-- Extract --
:::

Guantánamo Public Memory Project

What is in a Name?

Camp X-Ray, the first location where detainees were held at the United States Naval Base in Guantanamo Bay, Cuba stands empty and overgrown January 17, 2006.

Camp X-Ray months after prisoners were moved to Camp Delta in April 2002. Image by © Joe Skipper/Reuters/Corbis

The language of post 9-11 Guantánamo is intrinsically messy. Terminology is designed to be complicated, interwoven with the realities of legality and circumstances. This couldn’t be truer when referring to the group of 300 men, detained at Camp X-Ray between January to March 2002.

Camp X-Ray was originally built in 1994 as a detention facility for migrants and refugees who were deemed criminals or had failed the screening process. The camp was set apart from the rest of the naval station, both by its location on the southeastern side of the base and its name––set at the end of the alphabet, unlike the other bases on the island. Some explain that its name reinforces its association as a place set apart for criminals, far from Camp Alpha or Camp Delta. Others assert that this name is solely based on its isolated location. Etymology aside, military officials chose this site as the detention facility for ‘enemy combatants’ who were transferred from Kandahar. Within three weeks, 120 hastily built mesh cage cells were constructed on the site, just in time for the first arrival of detainees on January 11, 2002.

While researching Camp X-Ray, I was struck by the paradigm of seemingly haphazard standards, in contrast to the very deliberate terms used to describe the inhabitants of the detention center. Terrorist, prisoner, detainee, or unlawful enemy combatant all have their own connotations, rooted in ideology. For instance, the definitions of detainee, someone who is captured during an armed conflict, and enemy combatant, an individual who is detained during an armed conflict, initially seem very similar. However, the legal implications reveal that they are quite different. Detainees, prisoners, or lawful enemy combatants are entitled to prisoner of war status under the Geneva Convention, the international agreement on humanitarian treatment. An unlawful enemy combatant, according to the Department of Defense in December of 2002, does not receive such protections.

:::

-- Brief 1 --
According to the Camp X-Ray text, when did the first detainees arrive at Camp X-Ray?
-- Brief 2 --
Return the part of the Camp X-Ray text that opens with the words containing "Camp X-Ray was" and closes with "January 11, 2002.".
The listing is separate material, not part of the Camp X-Ray text.

-- Material provided --
:::

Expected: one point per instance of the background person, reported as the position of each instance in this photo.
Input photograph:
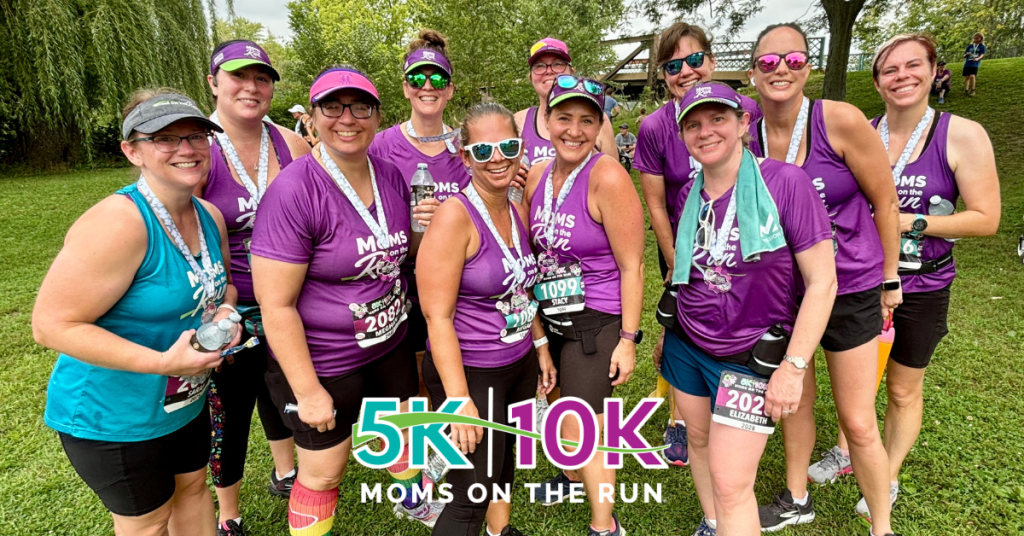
(246, 159)
(128, 393)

:::

-- Response area 1 --
January 11, 2002.

-- Response area 2 --
Camp X-Ray was originally built in 1994 as a detention facility for migrants and refugees who were deemed criminals or had failed the screening process. The camp was set apart from the rest of the naval station, both by its location on the southeastern side of the base and its name––set at the end of the alphabet, unlike the other bases on the island. Some explain that its name reinforces its association as a place set apart for criminals, far from Camp Alpha or Camp Delta. Others assert that this name is solely based on its isolated location. Etymology aside, military officials chose this site as the detention facility for ‘enemy combatants’ who were transferred from Kandahar. Within three weeks, 120 hastily built mesh cage cells were constructed on the site, just in time for the first arrival of detainees on January 11, 2002.